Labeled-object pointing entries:

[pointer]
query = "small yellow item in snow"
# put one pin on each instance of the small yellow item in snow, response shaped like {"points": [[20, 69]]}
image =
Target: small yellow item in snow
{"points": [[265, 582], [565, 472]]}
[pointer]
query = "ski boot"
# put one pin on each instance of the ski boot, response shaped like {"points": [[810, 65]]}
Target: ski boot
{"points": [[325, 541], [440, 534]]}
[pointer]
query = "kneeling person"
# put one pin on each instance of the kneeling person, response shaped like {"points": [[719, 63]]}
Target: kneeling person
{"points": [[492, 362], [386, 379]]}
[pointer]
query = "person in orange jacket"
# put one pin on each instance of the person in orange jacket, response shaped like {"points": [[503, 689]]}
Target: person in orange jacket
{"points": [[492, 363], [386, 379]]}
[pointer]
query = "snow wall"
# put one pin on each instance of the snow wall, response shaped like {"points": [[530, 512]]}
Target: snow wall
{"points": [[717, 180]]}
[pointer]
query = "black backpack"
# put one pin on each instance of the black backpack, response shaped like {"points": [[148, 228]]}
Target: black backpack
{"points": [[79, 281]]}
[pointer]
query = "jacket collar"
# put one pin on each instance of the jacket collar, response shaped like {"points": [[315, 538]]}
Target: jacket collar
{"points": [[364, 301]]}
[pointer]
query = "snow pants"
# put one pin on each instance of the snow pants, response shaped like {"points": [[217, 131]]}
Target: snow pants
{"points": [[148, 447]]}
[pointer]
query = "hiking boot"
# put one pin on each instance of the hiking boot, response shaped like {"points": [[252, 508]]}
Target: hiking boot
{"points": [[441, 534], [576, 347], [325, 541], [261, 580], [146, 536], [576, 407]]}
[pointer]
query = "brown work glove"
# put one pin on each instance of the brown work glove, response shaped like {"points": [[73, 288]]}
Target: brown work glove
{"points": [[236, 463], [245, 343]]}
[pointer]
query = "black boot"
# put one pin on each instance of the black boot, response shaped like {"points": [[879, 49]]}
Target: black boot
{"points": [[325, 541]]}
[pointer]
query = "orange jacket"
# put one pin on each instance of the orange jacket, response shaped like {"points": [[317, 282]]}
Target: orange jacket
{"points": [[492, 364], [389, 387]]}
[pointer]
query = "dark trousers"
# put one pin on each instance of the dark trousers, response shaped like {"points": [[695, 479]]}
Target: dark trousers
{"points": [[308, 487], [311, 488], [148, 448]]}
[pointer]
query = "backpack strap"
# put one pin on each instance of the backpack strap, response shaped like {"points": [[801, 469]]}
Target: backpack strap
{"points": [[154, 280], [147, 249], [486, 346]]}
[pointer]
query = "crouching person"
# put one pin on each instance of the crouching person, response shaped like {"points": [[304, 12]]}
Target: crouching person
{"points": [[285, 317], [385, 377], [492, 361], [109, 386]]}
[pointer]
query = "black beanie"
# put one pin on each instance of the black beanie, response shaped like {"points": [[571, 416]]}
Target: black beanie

DIRECTIVE: The whole listing above needs to be written out again exactly.

FULL OUTPUT:
[pointer]
query = "small yellow item in snow"
# put one pin on each instance of the small yellow item in snow, response shaped like {"points": [[20, 69]]}
image =
Target: small yellow item in snow
{"points": [[265, 582], [565, 472]]}
[pointer]
query = "ski boot"
# put one pin on each instance of the ski boot, response shaped like {"points": [[810, 65]]}
Target: ski boot
{"points": [[325, 541], [440, 534]]}
[pointer]
query = "kneeling person"
# put one pin on each instance of the kneeling person, response shaped like {"points": [[719, 63]]}
Target: kneeling person
{"points": [[492, 362], [386, 379]]}
[pointer]
query = "person in orange jacket"
# put one pin on each instance of the person in orange jacket, response shaped like {"points": [[503, 689]]}
Target: person in orange jacket
{"points": [[492, 363], [386, 379]]}
[pointer]
query = "snow wall"
# put one pin on each instance of the snow wall, response shaped like {"points": [[530, 512]]}
Target: snow wall
{"points": [[717, 180]]}
[pointer]
query = "black backpack"
# put one pin on each instance of the black backpack, response shaped like {"points": [[148, 228]]}
Target: black backpack
{"points": [[79, 281]]}
[pointer]
query = "jacket collar"
# put one pin on each instance of the jacket collar, response shaped like {"points": [[315, 538]]}
Target: jacket collar
{"points": [[364, 301]]}
[pointer]
query = "snow pants"
# put one pin on each instance of the snow pants, response shaped like {"points": [[217, 131]]}
Target: snow pants
{"points": [[148, 447]]}
[pointer]
query = "hiking boot"
# put one pin on each instance of the hiking boot, response shaped like {"points": [[252, 508]]}
Target: hiking boot
{"points": [[441, 534], [576, 347], [325, 541], [261, 580], [146, 536], [576, 407]]}
[pointer]
query = "brown work glove"
# put one pin on each instance of the brown work glove, response shaped like {"points": [[73, 288]]}
Target: brown work glove
{"points": [[236, 463], [245, 343]]}
[pointer]
query = "black boot"
# put one pin on each instance of the black boot, response shaped like {"points": [[879, 49]]}
Target: black boot
{"points": [[325, 541]]}
[pointer]
query = "orange jacket"
# put one pin on each instance of the orange jacket, response shaped like {"points": [[317, 282]]}
Target: orange jacket
{"points": [[492, 364], [389, 387]]}
[pointer]
query = "dark trousers"
# put one pin on each instance of the dark trousers, response shaped like {"points": [[695, 479]]}
Target: dark trousers
{"points": [[308, 487], [311, 488], [148, 448]]}
[pointer]
query = "backpack strap"
# put one pin on each instance of the backpack strap, response shaped like {"points": [[801, 469]]}
Target: backpack strap
{"points": [[154, 280], [147, 249], [486, 346]]}
[pointer]
query = "crouching person"
# put one pin on each instance of the crouching person, response shaped like {"points": [[304, 12]]}
Target: crouching person
{"points": [[285, 317], [385, 377], [492, 361], [109, 386]]}
[pointer]
query = "black beanie"
# put one pin on each instance of the black beanie, response shaped like {"points": [[571, 416]]}
Target: black beanie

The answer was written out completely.